» **Entries for labeling bounding boxes**
--- start ---

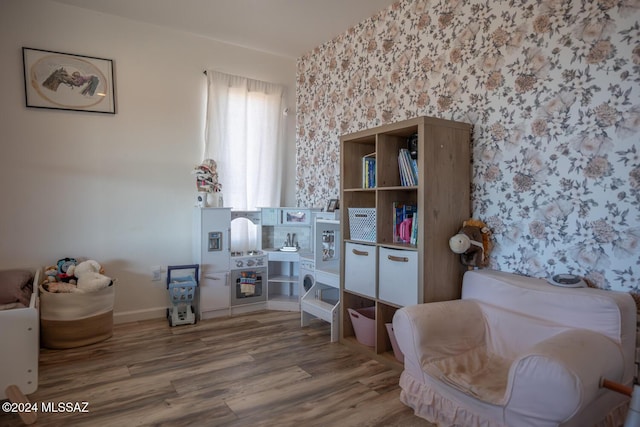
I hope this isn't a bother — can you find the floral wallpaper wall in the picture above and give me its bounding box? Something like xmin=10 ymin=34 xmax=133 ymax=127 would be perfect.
xmin=296 ymin=0 xmax=640 ymax=291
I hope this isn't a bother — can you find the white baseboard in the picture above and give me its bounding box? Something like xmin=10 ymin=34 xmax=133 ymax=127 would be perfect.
xmin=113 ymin=307 xmax=167 ymax=324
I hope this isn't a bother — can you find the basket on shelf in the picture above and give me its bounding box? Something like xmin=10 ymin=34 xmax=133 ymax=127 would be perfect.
xmin=349 ymin=208 xmax=376 ymax=242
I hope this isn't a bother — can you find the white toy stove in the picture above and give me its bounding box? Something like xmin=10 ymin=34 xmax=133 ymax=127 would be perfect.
xmin=231 ymin=250 xmax=267 ymax=270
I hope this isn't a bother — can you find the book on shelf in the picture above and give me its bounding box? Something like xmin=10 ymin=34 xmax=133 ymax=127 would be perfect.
xmin=398 ymin=148 xmax=418 ymax=187
xmin=393 ymin=202 xmax=418 ymax=244
xmin=362 ymin=153 xmax=376 ymax=188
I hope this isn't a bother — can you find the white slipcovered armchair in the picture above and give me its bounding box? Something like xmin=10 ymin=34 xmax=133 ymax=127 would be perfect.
xmin=393 ymin=270 xmax=636 ymax=427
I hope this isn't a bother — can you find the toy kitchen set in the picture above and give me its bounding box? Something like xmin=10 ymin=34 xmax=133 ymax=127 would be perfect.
xmin=193 ymin=207 xmax=339 ymax=319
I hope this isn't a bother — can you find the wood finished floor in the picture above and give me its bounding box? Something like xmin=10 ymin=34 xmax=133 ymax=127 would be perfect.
xmin=0 ymin=311 xmax=432 ymax=427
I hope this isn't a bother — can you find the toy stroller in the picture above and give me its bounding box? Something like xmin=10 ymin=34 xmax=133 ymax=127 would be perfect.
xmin=167 ymin=264 xmax=200 ymax=326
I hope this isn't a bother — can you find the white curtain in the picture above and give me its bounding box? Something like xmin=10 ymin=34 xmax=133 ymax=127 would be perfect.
xmin=204 ymin=70 xmax=285 ymax=250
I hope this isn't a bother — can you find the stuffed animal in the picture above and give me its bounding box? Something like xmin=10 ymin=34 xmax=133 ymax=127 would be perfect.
xmin=57 ymin=258 xmax=78 ymax=282
xmin=449 ymin=219 xmax=491 ymax=267
xmin=43 ymin=282 xmax=78 ymax=294
xmin=67 ymin=259 xmax=113 ymax=292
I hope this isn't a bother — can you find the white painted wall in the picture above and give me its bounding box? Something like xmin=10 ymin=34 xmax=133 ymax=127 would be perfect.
xmin=0 ymin=0 xmax=296 ymax=321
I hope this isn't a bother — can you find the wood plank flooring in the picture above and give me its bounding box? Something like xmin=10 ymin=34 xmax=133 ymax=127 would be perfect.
xmin=0 ymin=311 xmax=432 ymax=427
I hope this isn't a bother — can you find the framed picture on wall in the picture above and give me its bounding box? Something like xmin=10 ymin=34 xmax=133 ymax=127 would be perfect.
xmin=22 ymin=47 xmax=116 ymax=114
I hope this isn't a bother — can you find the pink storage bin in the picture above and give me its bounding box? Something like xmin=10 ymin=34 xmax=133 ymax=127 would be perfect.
xmin=385 ymin=323 xmax=404 ymax=363
xmin=347 ymin=307 xmax=376 ymax=347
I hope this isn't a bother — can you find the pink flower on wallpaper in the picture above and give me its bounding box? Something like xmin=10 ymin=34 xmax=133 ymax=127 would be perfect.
xmin=584 ymin=157 xmax=611 ymax=179
xmin=586 ymin=40 xmax=614 ymax=64
xmin=533 ymin=15 xmax=551 ymax=33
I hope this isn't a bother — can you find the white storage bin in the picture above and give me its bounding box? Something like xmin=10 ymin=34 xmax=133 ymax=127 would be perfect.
xmin=378 ymin=248 xmax=421 ymax=306
xmin=344 ymin=242 xmax=376 ymax=298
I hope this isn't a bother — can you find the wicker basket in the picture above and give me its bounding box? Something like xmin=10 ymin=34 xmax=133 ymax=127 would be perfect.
xmin=349 ymin=208 xmax=376 ymax=242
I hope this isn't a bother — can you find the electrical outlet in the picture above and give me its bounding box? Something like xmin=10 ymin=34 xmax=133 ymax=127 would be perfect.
xmin=151 ymin=265 xmax=162 ymax=282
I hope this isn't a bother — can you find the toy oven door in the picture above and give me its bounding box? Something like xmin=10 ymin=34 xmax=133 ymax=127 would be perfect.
xmin=231 ymin=268 xmax=267 ymax=306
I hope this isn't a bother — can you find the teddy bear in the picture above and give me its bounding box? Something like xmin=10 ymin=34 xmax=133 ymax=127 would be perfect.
xmin=67 ymin=259 xmax=113 ymax=292
xmin=449 ymin=218 xmax=491 ymax=267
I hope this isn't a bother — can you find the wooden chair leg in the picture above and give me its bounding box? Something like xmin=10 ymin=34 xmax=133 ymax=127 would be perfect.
xmin=4 ymin=384 xmax=38 ymax=424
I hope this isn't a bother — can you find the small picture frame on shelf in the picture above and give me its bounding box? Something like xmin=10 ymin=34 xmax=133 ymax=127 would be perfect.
xmin=327 ymin=199 xmax=340 ymax=212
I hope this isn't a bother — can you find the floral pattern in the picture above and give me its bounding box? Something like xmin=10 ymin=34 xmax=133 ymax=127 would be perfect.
xmin=296 ymin=0 xmax=640 ymax=292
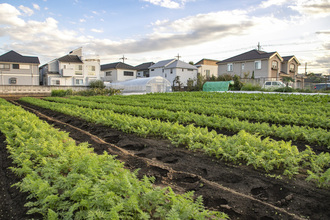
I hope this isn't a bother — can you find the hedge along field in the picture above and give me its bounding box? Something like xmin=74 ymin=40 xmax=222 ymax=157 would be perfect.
xmin=0 ymin=99 xmax=227 ymax=219
xmin=22 ymin=93 xmax=330 ymax=187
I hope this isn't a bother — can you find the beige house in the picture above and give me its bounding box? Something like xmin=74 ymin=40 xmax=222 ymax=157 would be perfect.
xmin=194 ymin=59 xmax=219 ymax=80
xmin=0 ymin=50 xmax=40 ymax=86
xmin=217 ymin=50 xmax=283 ymax=80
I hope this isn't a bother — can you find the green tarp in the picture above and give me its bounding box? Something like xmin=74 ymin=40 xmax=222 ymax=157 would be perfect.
xmin=203 ymin=81 xmax=233 ymax=92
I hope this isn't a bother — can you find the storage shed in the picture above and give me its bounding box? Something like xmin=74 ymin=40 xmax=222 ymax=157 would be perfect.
xmin=105 ymin=76 xmax=172 ymax=94
xmin=203 ymin=81 xmax=233 ymax=92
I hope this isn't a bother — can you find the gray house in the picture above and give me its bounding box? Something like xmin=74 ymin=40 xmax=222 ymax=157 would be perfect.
xmin=0 ymin=50 xmax=40 ymax=85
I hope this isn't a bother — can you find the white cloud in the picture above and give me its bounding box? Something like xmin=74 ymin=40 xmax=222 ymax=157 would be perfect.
xmin=0 ymin=3 xmax=25 ymax=26
xmin=289 ymin=0 xmax=330 ymax=17
xmin=32 ymin=4 xmax=40 ymax=11
xmin=143 ymin=0 xmax=188 ymax=9
xmin=260 ymin=0 xmax=287 ymax=8
xmin=91 ymin=28 xmax=103 ymax=33
xmin=18 ymin=5 xmax=34 ymax=16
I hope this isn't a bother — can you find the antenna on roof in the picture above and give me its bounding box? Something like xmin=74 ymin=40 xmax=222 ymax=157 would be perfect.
xmin=119 ymin=55 xmax=127 ymax=63
xmin=175 ymin=54 xmax=181 ymax=60
xmin=257 ymin=42 xmax=261 ymax=51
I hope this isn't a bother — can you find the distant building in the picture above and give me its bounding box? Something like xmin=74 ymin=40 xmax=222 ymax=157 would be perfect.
xmin=149 ymin=59 xmax=197 ymax=87
xmin=39 ymin=48 xmax=100 ymax=86
xmin=101 ymin=62 xmax=137 ymax=83
xmin=194 ymin=59 xmax=219 ymax=80
xmin=0 ymin=50 xmax=40 ymax=86
xmin=135 ymin=62 xmax=155 ymax=78
xmin=217 ymin=50 xmax=283 ymax=80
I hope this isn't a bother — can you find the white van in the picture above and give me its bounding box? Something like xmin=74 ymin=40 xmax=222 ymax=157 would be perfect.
xmin=263 ymin=81 xmax=286 ymax=89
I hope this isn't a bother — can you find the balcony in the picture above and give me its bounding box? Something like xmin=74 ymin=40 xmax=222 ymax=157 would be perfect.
xmin=61 ymin=68 xmax=74 ymax=76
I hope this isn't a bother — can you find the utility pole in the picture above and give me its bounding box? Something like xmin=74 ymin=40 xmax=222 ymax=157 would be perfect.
xmin=257 ymin=42 xmax=261 ymax=51
xmin=119 ymin=55 xmax=127 ymax=63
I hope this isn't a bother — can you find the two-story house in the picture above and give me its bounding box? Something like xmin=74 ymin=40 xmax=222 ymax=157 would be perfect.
xmin=0 ymin=50 xmax=40 ymax=85
xmin=149 ymin=59 xmax=197 ymax=87
xmin=39 ymin=48 xmax=100 ymax=86
xmin=194 ymin=59 xmax=219 ymax=80
xmin=217 ymin=50 xmax=283 ymax=80
xmin=101 ymin=62 xmax=137 ymax=83
xmin=135 ymin=62 xmax=155 ymax=78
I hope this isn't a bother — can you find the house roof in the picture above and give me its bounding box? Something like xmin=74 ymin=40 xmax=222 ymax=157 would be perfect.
xmin=217 ymin=50 xmax=282 ymax=64
xmin=101 ymin=62 xmax=137 ymax=70
xmin=135 ymin=62 xmax=155 ymax=70
xmin=195 ymin=58 xmax=220 ymax=65
xmin=0 ymin=50 xmax=40 ymax=64
xmin=149 ymin=59 xmax=197 ymax=69
xmin=282 ymin=55 xmax=300 ymax=65
xmin=58 ymin=55 xmax=83 ymax=63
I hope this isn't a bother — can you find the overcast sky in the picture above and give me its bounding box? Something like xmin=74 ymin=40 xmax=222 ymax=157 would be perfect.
xmin=0 ymin=0 xmax=330 ymax=74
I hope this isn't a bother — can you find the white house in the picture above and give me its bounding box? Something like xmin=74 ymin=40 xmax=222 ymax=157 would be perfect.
xmin=195 ymin=59 xmax=219 ymax=80
xmin=149 ymin=59 xmax=197 ymax=87
xmin=101 ymin=62 xmax=137 ymax=83
xmin=0 ymin=50 xmax=40 ymax=86
xmin=39 ymin=48 xmax=100 ymax=86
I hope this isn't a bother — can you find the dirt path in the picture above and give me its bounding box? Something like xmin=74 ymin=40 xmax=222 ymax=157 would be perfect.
xmin=0 ymin=100 xmax=330 ymax=220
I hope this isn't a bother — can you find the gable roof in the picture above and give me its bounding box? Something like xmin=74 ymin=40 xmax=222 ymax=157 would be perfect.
xmin=195 ymin=58 xmax=220 ymax=65
xmin=149 ymin=59 xmax=197 ymax=69
xmin=135 ymin=62 xmax=155 ymax=70
xmin=217 ymin=50 xmax=282 ymax=64
xmin=166 ymin=60 xmax=197 ymax=70
xmin=282 ymin=55 xmax=300 ymax=65
xmin=149 ymin=59 xmax=175 ymax=69
xmin=101 ymin=62 xmax=137 ymax=70
xmin=58 ymin=55 xmax=83 ymax=63
xmin=0 ymin=50 xmax=40 ymax=64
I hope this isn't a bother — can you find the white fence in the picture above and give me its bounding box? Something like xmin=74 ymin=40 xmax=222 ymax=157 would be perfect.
xmin=0 ymin=85 xmax=89 ymax=96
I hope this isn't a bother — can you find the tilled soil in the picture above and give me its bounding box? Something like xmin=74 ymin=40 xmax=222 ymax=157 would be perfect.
xmin=0 ymin=100 xmax=330 ymax=220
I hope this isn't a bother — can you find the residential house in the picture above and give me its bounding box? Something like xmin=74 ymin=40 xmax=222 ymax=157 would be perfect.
xmin=135 ymin=62 xmax=155 ymax=78
xmin=0 ymin=50 xmax=40 ymax=86
xmin=280 ymin=56 xmax=300 ymax=79
xmin=194 ymin=59 xmax=219 ymax=80
xmin=217 ymin=50 xmax=283 ymax=80
xmin=149 ymin=59 xmax=197 ymax=87
xmin=101 ymin=62 xmax=137 ymax=83
xmin=39 ymin=48 xmax=100 ymax=86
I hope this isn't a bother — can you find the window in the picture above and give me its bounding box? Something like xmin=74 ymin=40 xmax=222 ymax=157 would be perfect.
xmin=272 ymin=61 xmax=277 ymax=70
xmin=9 ymin=78 xmax=17 ymax=84
xmin=76 ymin=79 xmax=84 ymax=85
xmin=227 ymin=63 xmax=233 ymax=72
xmin=0 ymin=63 xmax=10 ymax=70
xmin=254 ymin=60 xmax=261 ymax=70
xmin=52 ymin=80 xmax=60 ymax=86
xmin=124 ymin=71 xmax=134 ymax=76
xmin=290 ymin=64 xmax=295 ymax=72
xmin=19 ymin=64 xmax=30 ymax=70
xmin=13 ymin=64 xmax=19 ymax=69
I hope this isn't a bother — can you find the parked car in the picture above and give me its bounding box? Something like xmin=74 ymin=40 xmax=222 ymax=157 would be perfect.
xmin=263 ymin=81 xmax=291 ymax=89
xmin=314 ymin=83 xmax=330 ymax=90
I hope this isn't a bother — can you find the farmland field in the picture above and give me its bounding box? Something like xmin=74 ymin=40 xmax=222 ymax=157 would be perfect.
xmin=0 ymin=92 xmax=330 ymax=219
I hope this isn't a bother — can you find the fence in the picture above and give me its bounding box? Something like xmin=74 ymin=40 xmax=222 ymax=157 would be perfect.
xmin=0 ymin=85 xmax=89 ymax=97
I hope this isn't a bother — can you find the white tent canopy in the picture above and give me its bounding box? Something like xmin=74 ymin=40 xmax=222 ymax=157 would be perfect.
xmin=104 ymin=76 xmax=172 ymax=94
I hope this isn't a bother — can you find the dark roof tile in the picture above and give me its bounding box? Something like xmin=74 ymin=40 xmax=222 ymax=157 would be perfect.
xmin=0 ymin=50 xmax=40 ymax=64
xmin=101 ymin=62 xmax=137 ymax=71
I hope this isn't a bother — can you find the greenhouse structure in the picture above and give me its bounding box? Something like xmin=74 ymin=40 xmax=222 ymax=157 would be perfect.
xmin=104 ymin=76 xmax=172 ymax=94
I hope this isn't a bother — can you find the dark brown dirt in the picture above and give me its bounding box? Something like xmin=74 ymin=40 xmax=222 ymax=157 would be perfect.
xmin=0 ymin=100 xmax=330 ymax=220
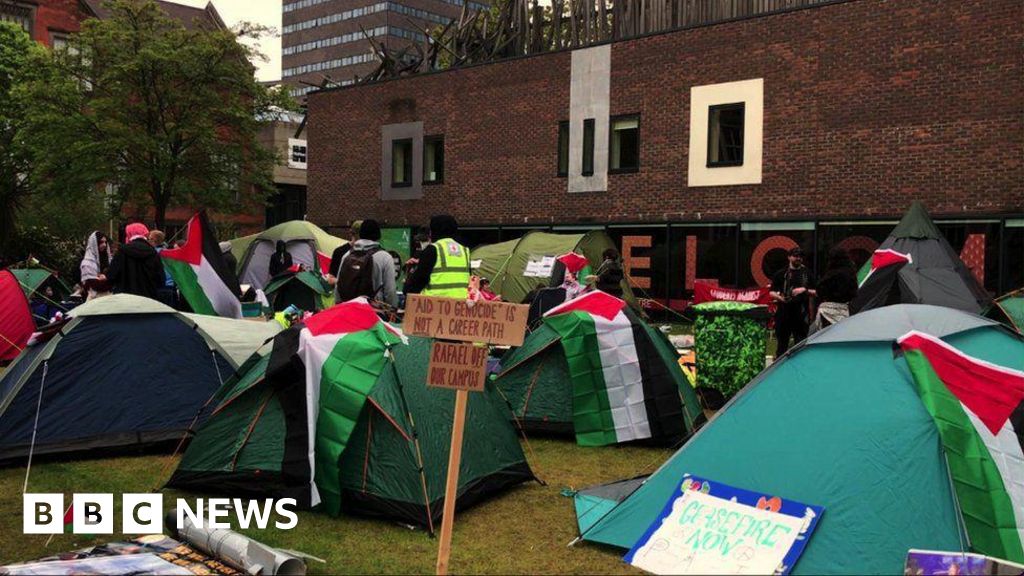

--- end ---

» **What you are asked to do**
Copy out, word for word, every line from the line with "find the window" to the line with "xmin=314 ymin=83 xmax=330 ymax=90", including both of those lines.

» **Final answer**
I hope this isn't a bother — can you find the window in the picture above and give me its bounding box? Something like xmin=74 ymin=40 xmax=222 ymax=157 would be perfect.
xmin=272 ymin=61 xmax=277 ymax=70
xmin=9 ymin=78 xmax=17 ymax=84
xmin=76 ymin=79 xmax=84 ymax=85
xmin=227 ymin=63 xmax=233 ymax=72
xmin=0 ymin=63 xmax=10 ymax=70
xmin=254 ymin=60 xmax=261 ymax=70
xmin=52 ymin=80 xmax=60 ymax=86
xmin=124 ymin=71 xmax=134 ymax=76
xmin=290 ymin=64 xmax=295 ymax=72
xmin=19 ymin=64 xmax=30 ymax=70
xmin=13 ymin=64 xmax=19 ymax=69
I hope this isn't a bother — can you find the parked car in the picture above and give me its bounding box? Something like xmin=74 ymin=40 xmax=222 ymax=157 would be perfect.
xmin=263 ymin=81 xmax=291 ymax=89
xmin=314 ymin=83 xmax=330 ymax=90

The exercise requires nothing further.